:: Data for processing ::

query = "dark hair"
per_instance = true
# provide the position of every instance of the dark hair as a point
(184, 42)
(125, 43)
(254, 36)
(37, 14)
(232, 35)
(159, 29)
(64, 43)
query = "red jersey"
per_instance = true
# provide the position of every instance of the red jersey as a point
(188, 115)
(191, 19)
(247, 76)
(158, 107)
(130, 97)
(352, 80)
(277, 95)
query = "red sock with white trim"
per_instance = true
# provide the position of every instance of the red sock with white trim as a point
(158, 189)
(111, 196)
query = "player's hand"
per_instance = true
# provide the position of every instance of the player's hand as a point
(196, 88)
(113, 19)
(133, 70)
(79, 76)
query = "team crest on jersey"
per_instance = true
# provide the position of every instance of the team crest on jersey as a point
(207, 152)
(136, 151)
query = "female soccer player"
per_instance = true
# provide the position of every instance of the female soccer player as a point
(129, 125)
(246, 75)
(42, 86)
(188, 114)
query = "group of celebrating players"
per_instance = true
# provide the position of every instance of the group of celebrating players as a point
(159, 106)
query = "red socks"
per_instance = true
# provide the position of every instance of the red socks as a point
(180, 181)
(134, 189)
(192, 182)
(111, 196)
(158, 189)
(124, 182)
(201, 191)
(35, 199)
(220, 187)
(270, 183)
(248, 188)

:::

**The task**
Show every line of the material above that contains the word "celebrating", copying each such line in full. Count a line only if the letters match in case.

**Exercise output**
query = "group of celebrating players"
# provide the position of every instance of the group of celebrating players as a point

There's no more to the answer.